| INPUT ROWS |

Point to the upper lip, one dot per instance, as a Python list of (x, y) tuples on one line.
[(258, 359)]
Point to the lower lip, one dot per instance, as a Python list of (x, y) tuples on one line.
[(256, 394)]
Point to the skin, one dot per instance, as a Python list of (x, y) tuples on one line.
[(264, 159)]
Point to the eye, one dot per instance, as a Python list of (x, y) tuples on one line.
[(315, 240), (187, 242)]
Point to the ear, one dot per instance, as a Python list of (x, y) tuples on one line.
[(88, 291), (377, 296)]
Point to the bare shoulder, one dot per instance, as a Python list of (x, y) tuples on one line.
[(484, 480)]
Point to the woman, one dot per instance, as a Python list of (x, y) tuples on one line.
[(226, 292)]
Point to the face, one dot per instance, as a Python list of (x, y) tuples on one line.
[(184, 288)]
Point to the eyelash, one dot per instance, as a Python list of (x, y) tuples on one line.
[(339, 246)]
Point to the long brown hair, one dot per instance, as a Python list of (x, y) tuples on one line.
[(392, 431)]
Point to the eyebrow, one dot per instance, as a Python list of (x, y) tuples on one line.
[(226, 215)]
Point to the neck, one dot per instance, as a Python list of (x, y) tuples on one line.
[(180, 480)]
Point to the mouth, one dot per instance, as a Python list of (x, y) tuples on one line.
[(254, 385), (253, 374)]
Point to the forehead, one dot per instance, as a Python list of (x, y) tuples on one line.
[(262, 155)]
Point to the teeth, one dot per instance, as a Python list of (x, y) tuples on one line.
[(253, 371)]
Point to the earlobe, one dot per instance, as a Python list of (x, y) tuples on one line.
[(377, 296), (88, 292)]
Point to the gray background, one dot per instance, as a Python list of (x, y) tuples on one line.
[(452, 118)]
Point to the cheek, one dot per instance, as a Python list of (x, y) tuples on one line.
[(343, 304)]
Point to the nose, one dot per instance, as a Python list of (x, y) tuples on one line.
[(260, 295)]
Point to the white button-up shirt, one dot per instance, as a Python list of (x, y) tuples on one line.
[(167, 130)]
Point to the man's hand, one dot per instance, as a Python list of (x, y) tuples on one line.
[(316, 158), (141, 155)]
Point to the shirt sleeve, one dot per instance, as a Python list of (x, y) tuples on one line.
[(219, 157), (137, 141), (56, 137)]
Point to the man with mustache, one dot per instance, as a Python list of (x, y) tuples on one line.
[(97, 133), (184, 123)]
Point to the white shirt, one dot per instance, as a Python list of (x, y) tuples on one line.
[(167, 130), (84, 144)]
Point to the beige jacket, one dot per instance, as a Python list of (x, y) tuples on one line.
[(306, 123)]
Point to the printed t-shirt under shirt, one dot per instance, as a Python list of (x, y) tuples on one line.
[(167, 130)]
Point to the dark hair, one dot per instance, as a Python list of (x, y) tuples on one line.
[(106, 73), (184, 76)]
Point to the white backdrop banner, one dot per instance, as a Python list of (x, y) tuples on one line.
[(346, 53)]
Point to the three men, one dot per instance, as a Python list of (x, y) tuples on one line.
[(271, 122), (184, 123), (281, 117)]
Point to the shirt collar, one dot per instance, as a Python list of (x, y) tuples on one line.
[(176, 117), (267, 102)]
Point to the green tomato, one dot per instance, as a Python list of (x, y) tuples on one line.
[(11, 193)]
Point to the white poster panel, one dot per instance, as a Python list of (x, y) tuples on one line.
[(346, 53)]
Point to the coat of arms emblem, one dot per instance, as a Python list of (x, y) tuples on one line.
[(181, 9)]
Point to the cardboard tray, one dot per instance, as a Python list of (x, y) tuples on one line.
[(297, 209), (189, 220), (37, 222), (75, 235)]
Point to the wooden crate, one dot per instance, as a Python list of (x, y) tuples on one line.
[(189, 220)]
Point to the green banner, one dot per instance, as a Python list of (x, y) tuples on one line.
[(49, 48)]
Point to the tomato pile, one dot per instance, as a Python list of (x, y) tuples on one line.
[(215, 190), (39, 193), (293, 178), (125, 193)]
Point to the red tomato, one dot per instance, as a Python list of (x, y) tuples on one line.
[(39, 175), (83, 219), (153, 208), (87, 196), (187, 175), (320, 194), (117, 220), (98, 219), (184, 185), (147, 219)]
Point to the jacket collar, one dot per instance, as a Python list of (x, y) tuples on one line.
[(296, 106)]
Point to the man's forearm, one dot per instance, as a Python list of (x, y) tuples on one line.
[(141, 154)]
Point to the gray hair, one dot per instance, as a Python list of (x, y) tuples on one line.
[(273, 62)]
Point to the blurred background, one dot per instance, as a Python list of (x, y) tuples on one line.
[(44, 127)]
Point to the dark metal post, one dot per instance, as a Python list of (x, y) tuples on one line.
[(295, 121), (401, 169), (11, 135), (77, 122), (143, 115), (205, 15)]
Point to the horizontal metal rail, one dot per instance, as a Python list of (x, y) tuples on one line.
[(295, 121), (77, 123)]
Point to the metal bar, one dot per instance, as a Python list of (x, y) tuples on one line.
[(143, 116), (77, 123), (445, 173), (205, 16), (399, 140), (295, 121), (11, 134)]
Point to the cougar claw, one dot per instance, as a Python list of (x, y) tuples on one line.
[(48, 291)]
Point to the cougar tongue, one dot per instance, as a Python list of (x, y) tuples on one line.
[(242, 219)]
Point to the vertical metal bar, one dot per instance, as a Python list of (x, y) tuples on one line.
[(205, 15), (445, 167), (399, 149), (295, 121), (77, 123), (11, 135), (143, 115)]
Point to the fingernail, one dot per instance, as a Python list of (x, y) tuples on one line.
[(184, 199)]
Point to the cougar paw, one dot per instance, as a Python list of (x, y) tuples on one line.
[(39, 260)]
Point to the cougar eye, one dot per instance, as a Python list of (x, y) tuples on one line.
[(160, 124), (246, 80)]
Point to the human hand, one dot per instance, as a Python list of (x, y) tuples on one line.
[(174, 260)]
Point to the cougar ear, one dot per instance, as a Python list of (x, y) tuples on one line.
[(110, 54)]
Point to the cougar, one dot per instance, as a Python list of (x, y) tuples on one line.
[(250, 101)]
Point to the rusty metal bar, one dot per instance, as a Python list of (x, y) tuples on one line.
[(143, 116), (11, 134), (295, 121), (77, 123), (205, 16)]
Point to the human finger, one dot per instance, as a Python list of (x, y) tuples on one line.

| WHAT YOU HAVE TO DO |
Copy all of the data above word for word, keeping every line in its original order.

| EXERCISE RESULT |
Point to the upper lip, one dot per instance, as a Python list of (x, y) tuples on one line.
[(258, 359)]
Point to the lower lip, one dot per instance, as a Python list of (x, y) tuples on one line.
[(256, 394)]
Point to the skin, one dot per instance, as a Python list of (x, y) tuples on one line.
[(264, 159)]
Point to the eye, one dot per instance, as a Python list of (x, y) tuples on one line.
[(315, 240), (187, 242)]
Point to the ear, one dot per instance, as a Python list of (x, y) tuples on one line.
[(88, 291), (377, 296)]
Point to the bare shoulder, one dot per instance, as a Python list of (x, y) tuples on one line.
[(484, 480)]
Point to the woman, one dot per instance, as a Python list of (x, y) tuples on one line.
[(226, 292)]
Point to the face, one dot per instance, as a Python list of (x, y) tuples on one line.
[(184, 288)]
Point to the eyelash, one dot per instance, as a Python list of (x, y) tuples on one line.
[(339, 246)]
Point to the long brown hair, one dot per instance, as a Python list of (x, y) tuples on one line.
[(392, 431)]
Point to the eyebrow, one dot per instance, as a Python list of (x, y) tuples on one line.
[(226, 215)]
Point to the neck, one dot per instance, as a Python list of (x, y) tuples on one line.
[(180, 480)]
Point to the mouth, one dot per instance, as a Python list of (x, y) tuples on one line.
[(254, 385), (253, 374)]
Point to the forehead, one dot per instance, as a Python list of (x, y) tuples on one line.
[(262, 155)]
Point to the teeth, one dot per instance, as a Python list of (x, y) tuples on one line.
[(253, 371)]
Point to the earlobe, one dot per instance, as a Python list of (x, y) tuples on one line.
[(377, 296), (88, 292)]
Point to the gray background, one dot per instance, as a Python list of (x, y) tuples on one line.
[(452, 118)]
Point to the cheek, one dot per instance, as a Python list of (x, y) tuples on one line.
[(343, 304)]
Point to the nose, one dot per instance, as a Python list of (x, y) tuples on one line.
[(260, 295)]
Point to the white button-up shirt, one dot per instance, as a Python list of (x, y) tuples on one line.
[(167, 130)]
Point to the man's hand, one dot per instance, as a Python list of (x, y) tuples on one line.
[(316, 158), (141, 155)]
Point to the shirt sleeve, one dot per instance, as a Python list of (x, y) tuples on one line.
[(219, 157), (137, 141), (56, 137)]
Point to the man with mustache, one dot per instance, as a Python list of (x, y) tuples on one line.
[(97, 133), (184, 123)]
Point to the white shirt, one dot per instance, as a Python list of (x, y) tuples on one line.
[(167, 130), (84, 144)]
Point to the beige jacket, one dot per instance, as a Python list of (x, y) tuples on one line.
[(306, 123)]
Point to the printed t-shirt under shirt, one dot per instance, as a Python list of (x, y) tuples on one line.
[(167, 130)]
Point to the dark hair, one dot per instance, as a Python list of (x, y) tuples on one line.
[(106, 73), (184, 76)]
Point to the white backdrop banner, one dot per instance, as a Python list of (x, y) tuples on one line.
[(346, 53)]
Point to the three men, one dot per instance, as a Python list of (x, y) tuples on one line.
[(271, 122), (184, 123), (281, 117)]
Point to the shirt collar, one dot per instance, as a Python list of (x, y) tuples on one line.
[(176, 117), (267, 102)]
Point to the green tomato, one dot per instance, as a Python list of (x, y) tuples on one line.
[(11, 193)]
Point to the white poster panel, one dot per instance, as a Python list of (x, y) tuples on one line.
[(346, 53)]
Point to the coat of arms emblem, one dot per instance, as a Python list of (x, y) tuples on one line.
[(181, 9)]
Point to the cardboard tray, one dot per instance, as a Python list of (x, y) tuples on one line.
[(297, 209), (189, 220), (37, 222), (75, 235)]
Point to the wooden crate, one dot per instance, as a Python list of (x, y) tuples on one line.
[(189, 220)]
Point to the green banner, one dot per instance, as a Python list of (x, y) tuples on one line.
[(49, 48)]
Point to the tomato pile, one dot per instance, as a Python list of (x, y) tuples on one line.
[(215, 190), (39, 193), (293, 178), (125, 193)]
Point to the red tomato, one dot per instance, as a Python list of (x, y) tuples on one line.
[(39, 175), (83, 219), (153, 208), (87, 196), (187, 175), (320, 194), (117, 220), (98, 219), (184, 185), (147, 219)]
Point to the jacket collar, one dot per instance, as a Python list of (x, y) tuples on one line.
[(296, 106)]
Point to the man's forearm, one dot per instance, as a Python list of (x, y) tuples on one line.
[(141, 154)]
Point to the gray hair, one dot per instance, as a Python list of (x, y) tuples on one line.
[(273, 62)]
Point to the blurred background, one dot per instance, as a Python list of (x, y) tuples on one line.
[(44, 127)]
Point to the dark metal post, one dot per instance, as a Python list of (x, y) tuples on one line.
[(295, 121), (401, 169), (11, 135), (77, 122), (143, 115), (205, 15)]
Point to the horizontal metal rail, one dot per instance, as a Python list of (x, y) tuples on one line.
[(295, 121), (77, 123)]
Point to the metal bar, one dot per instance, as a Python list of (x, y) tuples on one line.
[(143, 116), (77, 123), (445, 173), (205, 16), (399, 140), (295, 121), (11, 134)]
Point to the cougar claw, one dot per instance, as a Python list of (x, y) tuples on one line.
[(48, 291)]
Point to the cougar tongue, one dot per instance, as a Python list of (x, y) tuples on one line.
[(242, 219)]
Point to the vertical metal bar, one dot per instance, as a Python list of (x, y) tuples on one line.
[(205, 15), (445, 167), (399, 149), (295, 121), (77, 123), (11, 135), (143, 115)]
Point to the fingernail, one dot per instance, as a Python list of (x, y) tuples on one line.
[(184, 199)]
Point to the cougar paw, one dot per instance, as a Python list of (x, y) tuples on one line.
[(39, 260)]
Point to the cougar eye, one dot per instance, as a Python list of (x, y) tuples on one line.
[(160, 124), (246, 80)]
Point to the human hand, one dot per instance, as a Python list of (x, y) tuples on one line.
[(174, 260)]
Point to the cougar ear, one dot per instance, as a Python list of (x, y) tuples on one line.
[(110, 54)]
Point to the cougar, one dot per instance, as a Python list of (x, y) tuples on one line.
[(250, 101)]
Point to the rusty metal bar, one dot per instance, as a Python list of (x, y) tuples on one line.
[(143, 116), (11, 134), (295, 121), (77, 123), (205, 16)]
Point to the human finger, one dot per instance, as a Python list of (x, y) tuples on one line.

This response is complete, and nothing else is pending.